Les insecticides affament les organismes aquatiques

Dubendorf, 16.05.2013 - Les abeilles ne sont pas les seules à pâtir de la présence des nicotinoïdes dans l’environnement. Ces insecticides particulièrement solubles dans l’eau portent également atteinte aux organismes aquatiques. Des concentrations faibles mais permanentes peuvent s’avérer mortelles.

Fin avril, la commission européenne a ordonné une forte limitation de l’usage des composés neurotoxiques de la famille des nicotinoïdes pour une durée de deux ans. L’Office fédéral suisse de l’agriculture agit de même sens en suspendant l’autorisation de trois insecticides utilisés dans la culture du colza et du maïs. Ces décisions ont été prises au vu d’études indiquant la toxicité des nicotinoïdes pour les abeilles et attestant de leur implication dans le phénomène de mortalité massive observé ces dernières années.

 

Le danger vient de l’exposition chronique

Une étude de l’Eawag qui paraît aujourd’hui dans la revue PLOS ONE (Public Library of Science) montre maintenant que ces mêmes insecticides sont également toxiques pour les invertébrés aquatiques. Les biologistes ont exposé des gammares, petits crustacés indigènes, à des concentrations élevées mais intermittentes d’insecticide ou à des concentrations faibles mais permanentes du même produit. Les pics de pollution se produisent généralement dans les cours d’eau lorsqu’une partie des substances solubles mais peu biodégradables sont entraînées par ruissellement suite à des pluies intervenues pendant ou juste après les applications dans les champs. Curieusement, les pics de concentration de courte durée – un jour maximum – affectaient moins les animaux exposés que les concentrations beaucoup plus faibles mais maintenues pendant plusieurs jours à plusieurs semaines. Alors que les gammares se remettaient assez rapidement d’une exposition forte mais passagère lorsqu’ils étaient replacés dans une eau propre, ils mourraient de faim au bout de deux à trois semaines d’exposition chronique suite à une action perturbatrice du produit neurotoxique sur leurs fonctions motrices et alimentaires.

Entrées de données extraites
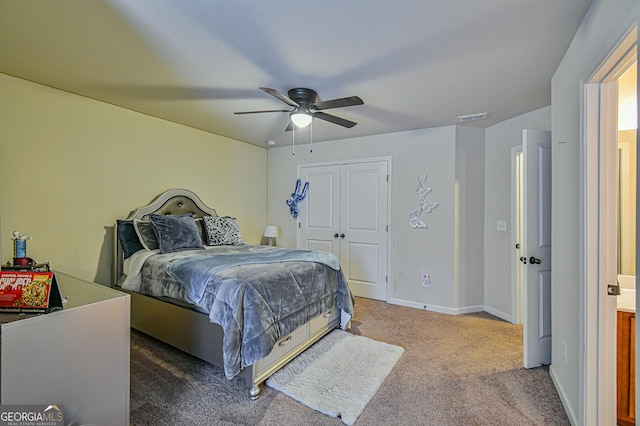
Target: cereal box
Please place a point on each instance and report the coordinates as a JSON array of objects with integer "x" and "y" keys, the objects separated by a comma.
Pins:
[{"x": 22, "y": 291}]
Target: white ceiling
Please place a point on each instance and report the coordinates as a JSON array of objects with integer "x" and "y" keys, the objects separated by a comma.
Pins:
[{"x": 415, "y": 63}]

◆ SÉRIE D'EXERCICES
**A.** Recopiez le passage du texte sur les insecticides qui va de « Dubendorf, 16.05.2013 - Les abeilles ne » jusqu'à « peuvent s’avérer mortelles. » inclus, en substituant « néonicotinoïdes » à « nicotinoïdes ».
**B.** Relevez toutes les autorités, institutions et publications nommées dans le texte sur les insecticides.

◆ RÉPONSES PAR EXERCICE
**A.**
Dubendorf, 16.05.2013 - Les abeilles ne sont pas les seules à pâtir de la présence des néonicotinoïdes dans l’environnement. Ces insecticides particulièrement solubles dans l’eau portent également atteinte aux organismes aquatiques. Des concentrations faibles mais permanentes peuvent s’avérer mortelles.

**B.**
- la commission européenne
- l'Office fédéral suisse de l'agriculture
- l'Eawag
- la revue PLOS ONE (Public Library of Science)